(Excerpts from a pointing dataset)
#####
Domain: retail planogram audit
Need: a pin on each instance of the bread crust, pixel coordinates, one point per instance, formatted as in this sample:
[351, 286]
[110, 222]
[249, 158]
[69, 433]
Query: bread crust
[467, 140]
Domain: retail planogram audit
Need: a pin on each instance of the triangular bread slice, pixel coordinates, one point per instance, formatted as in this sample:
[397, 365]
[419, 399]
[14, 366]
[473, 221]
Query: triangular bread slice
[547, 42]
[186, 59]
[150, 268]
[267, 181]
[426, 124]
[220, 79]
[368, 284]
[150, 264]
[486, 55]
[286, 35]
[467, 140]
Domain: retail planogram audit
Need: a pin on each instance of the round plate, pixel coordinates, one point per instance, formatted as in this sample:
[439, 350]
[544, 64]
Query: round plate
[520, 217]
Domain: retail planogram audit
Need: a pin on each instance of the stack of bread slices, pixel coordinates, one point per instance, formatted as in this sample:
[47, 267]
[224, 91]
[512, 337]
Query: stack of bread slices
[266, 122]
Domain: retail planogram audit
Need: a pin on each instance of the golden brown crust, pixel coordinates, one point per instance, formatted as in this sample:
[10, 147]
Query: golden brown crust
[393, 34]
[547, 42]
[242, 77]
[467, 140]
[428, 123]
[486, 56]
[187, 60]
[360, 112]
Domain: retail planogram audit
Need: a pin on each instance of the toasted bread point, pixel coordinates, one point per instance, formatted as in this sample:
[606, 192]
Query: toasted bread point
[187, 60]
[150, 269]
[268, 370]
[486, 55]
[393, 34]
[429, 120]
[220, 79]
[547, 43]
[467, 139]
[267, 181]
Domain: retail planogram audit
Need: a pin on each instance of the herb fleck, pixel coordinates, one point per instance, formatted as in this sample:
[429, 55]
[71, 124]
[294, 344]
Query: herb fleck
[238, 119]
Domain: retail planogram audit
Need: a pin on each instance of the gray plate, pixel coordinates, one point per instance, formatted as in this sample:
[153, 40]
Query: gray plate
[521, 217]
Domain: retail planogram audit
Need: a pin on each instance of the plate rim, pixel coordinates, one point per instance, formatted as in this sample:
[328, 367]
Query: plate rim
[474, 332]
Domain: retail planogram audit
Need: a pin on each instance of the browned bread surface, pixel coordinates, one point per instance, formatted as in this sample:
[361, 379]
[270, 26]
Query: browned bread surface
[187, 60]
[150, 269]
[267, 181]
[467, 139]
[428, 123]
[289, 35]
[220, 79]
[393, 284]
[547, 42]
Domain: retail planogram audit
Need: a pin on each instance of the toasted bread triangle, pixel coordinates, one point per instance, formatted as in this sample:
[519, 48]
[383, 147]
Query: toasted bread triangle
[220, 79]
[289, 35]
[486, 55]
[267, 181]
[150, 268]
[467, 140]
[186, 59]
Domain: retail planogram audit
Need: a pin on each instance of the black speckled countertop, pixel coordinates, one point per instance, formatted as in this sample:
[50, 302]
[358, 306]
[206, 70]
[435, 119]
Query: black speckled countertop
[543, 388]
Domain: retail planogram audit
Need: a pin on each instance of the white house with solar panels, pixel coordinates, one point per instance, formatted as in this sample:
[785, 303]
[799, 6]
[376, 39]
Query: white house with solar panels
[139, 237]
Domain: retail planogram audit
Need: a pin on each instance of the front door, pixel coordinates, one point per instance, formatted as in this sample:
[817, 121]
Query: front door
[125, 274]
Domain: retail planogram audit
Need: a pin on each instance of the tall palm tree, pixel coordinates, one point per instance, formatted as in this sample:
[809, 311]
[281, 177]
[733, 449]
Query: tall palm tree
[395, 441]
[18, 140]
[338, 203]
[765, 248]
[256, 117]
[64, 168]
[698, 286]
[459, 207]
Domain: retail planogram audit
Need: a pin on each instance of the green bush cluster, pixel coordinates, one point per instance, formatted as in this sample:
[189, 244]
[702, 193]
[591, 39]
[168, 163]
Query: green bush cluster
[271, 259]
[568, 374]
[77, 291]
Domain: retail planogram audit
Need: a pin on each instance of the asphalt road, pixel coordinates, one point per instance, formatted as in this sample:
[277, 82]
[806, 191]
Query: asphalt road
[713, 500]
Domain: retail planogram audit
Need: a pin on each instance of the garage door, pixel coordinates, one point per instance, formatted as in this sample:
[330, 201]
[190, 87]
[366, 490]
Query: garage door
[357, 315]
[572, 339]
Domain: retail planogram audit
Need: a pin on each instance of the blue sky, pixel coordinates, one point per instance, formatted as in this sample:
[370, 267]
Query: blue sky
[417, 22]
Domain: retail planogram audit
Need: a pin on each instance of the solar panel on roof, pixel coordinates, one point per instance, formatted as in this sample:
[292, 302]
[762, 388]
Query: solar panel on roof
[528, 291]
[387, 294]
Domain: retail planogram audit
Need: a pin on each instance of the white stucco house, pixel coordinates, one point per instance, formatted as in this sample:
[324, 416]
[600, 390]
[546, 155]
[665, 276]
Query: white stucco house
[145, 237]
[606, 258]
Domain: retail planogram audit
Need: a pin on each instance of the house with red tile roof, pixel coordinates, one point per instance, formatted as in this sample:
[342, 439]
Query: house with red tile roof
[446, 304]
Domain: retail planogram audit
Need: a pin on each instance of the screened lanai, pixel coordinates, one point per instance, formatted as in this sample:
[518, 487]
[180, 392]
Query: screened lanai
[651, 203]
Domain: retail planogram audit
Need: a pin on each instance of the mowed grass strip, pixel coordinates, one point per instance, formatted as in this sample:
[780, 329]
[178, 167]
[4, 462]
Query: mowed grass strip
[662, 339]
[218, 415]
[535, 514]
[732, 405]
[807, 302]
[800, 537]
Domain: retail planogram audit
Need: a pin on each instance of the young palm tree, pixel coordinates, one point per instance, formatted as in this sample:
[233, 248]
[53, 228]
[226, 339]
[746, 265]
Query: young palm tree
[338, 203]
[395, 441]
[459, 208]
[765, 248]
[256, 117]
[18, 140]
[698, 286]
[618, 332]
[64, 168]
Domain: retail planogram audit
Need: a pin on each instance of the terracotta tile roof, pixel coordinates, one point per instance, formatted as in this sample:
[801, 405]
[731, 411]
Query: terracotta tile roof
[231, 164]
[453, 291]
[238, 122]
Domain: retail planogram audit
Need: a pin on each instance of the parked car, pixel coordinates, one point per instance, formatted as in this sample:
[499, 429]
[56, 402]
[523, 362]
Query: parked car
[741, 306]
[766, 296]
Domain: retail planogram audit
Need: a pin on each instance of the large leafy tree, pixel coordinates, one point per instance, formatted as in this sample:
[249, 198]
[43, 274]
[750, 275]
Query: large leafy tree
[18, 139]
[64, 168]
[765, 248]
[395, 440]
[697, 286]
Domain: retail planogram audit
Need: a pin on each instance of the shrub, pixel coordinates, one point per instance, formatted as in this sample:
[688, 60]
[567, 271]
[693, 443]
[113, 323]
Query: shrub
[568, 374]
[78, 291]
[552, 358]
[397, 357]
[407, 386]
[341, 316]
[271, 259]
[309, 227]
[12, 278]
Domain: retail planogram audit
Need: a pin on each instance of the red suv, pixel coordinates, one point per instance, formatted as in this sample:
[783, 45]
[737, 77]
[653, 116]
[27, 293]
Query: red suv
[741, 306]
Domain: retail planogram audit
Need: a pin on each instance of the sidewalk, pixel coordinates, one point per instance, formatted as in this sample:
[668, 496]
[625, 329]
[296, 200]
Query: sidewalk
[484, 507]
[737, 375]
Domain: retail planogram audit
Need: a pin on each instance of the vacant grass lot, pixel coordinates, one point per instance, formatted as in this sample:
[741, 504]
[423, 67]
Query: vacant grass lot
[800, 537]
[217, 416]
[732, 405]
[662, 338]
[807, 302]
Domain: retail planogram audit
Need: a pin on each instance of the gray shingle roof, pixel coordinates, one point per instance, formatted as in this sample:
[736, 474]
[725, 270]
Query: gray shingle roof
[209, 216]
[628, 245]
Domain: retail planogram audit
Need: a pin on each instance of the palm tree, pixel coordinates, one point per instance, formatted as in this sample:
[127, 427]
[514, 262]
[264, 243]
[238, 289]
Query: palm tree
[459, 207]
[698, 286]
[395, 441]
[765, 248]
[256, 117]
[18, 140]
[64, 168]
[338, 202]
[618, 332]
#####
Pick out every line in the entries above that contains the word "with", and copy each of those lines.

Need: a pin on each instance of the white house with solar panels, pixel coordinates, one point per instance, formatted as in this sample:
Query: white house with solar panels
Need: a pin on each instance of the house with red tile roof, pixel coordinates, one point per instance, formatted as in this sample:
Query: house with red tile roof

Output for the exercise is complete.